[WHAT IS EXPECTED] Decide whether each statement agrees with the travel entry below: (a) Most of the snow had melted overnight. (b) The cliff dwelling at Montezuma National Monument has four stories. (c) The area around it was abandoned in about the year 1000. For each, answer yes or no and quote the words of the travel entry that decide it.

[GIVEN PASSAGE]
It was very cold when I woke up this morning. None of
the snow had melted overnight. I turned the heater
back on before I got out of the trailer and enjoyed a
half hour of warmth. While making my coffee I saw 5
pairs of great blue herons nesting in a huge tree
above the park. I don't know how they managed with
all the snow but they seemed quite active. I couldn't
tell if there were babies.

I packed up and headed down the mountain. The five
miles between Sedona and Oak Creek on Rt 179 has,
perhaps, one of the 5 best pieces of scenery in the
US. The red rock peaks are beyond description. Then
I got into Oak Creek, a Sedona wannabe and the beauty
of the last 10 minutes was shattered like a thrown
wine glass.

On to Montezuma National Monument which has nothing
whatsoever to do with Montezuma. It's a 4 story
apartment complex built into a cave in the side of a
cliff by the Sinagua in about the year 1000 and is
amazingly well preserved. The area was abandoned in
about 1400 and no one knows why or where the Sinagua
went. The Hopis have some oral history of absorbing
them into the tribe but there is no other evidence.

[DATASET]
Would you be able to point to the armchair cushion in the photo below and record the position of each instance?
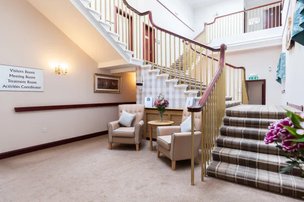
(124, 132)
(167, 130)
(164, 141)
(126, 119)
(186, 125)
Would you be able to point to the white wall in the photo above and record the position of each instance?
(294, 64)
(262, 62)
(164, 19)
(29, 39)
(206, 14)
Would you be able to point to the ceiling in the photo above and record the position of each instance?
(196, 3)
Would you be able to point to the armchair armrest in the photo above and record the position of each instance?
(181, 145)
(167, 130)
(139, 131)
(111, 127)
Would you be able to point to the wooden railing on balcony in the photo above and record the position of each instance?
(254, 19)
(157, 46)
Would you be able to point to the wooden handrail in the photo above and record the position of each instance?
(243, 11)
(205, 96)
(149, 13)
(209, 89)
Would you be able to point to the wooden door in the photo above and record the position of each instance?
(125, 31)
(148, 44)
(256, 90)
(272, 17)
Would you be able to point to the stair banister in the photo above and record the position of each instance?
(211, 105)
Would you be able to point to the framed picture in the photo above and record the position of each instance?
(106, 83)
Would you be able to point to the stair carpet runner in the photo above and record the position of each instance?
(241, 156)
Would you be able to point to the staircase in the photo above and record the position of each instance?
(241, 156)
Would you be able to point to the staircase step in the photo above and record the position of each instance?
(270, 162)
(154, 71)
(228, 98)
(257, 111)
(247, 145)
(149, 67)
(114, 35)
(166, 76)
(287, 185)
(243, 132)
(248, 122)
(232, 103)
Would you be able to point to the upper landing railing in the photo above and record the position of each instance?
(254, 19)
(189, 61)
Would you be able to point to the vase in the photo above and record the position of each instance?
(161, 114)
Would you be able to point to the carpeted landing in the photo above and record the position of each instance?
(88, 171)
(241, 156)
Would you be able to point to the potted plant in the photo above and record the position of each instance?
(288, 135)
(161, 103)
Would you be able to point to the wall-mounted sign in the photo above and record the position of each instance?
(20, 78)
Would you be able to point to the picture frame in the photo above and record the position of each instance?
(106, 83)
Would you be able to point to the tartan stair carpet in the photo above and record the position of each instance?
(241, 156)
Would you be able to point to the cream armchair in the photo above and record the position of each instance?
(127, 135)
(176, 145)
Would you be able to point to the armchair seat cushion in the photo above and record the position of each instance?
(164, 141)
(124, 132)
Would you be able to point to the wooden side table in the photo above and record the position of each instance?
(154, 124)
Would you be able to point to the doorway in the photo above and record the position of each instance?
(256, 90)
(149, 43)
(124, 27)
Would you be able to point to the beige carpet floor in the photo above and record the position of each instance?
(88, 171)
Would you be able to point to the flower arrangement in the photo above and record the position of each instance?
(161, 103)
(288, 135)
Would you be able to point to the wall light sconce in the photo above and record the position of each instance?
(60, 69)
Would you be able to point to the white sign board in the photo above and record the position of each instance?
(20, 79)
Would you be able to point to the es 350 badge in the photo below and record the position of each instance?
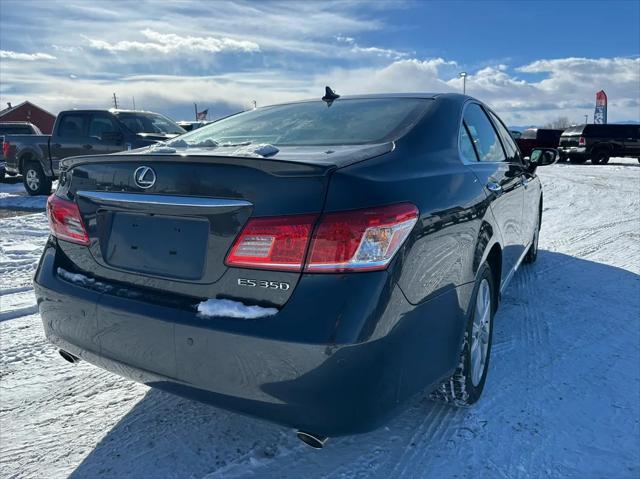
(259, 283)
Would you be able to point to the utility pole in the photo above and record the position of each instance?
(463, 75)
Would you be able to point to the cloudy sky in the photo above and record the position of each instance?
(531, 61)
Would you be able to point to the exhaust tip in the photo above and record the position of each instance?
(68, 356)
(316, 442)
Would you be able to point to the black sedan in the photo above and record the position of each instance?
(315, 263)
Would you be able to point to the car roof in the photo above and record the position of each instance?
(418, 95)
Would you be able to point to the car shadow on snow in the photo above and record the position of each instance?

[RESULT BELOW]
(a) No: "None of the snow had melted overnight."
(b) Yes: "It's a 4 story apartment complex"
(c) No: "The area was abandoned in about 1400"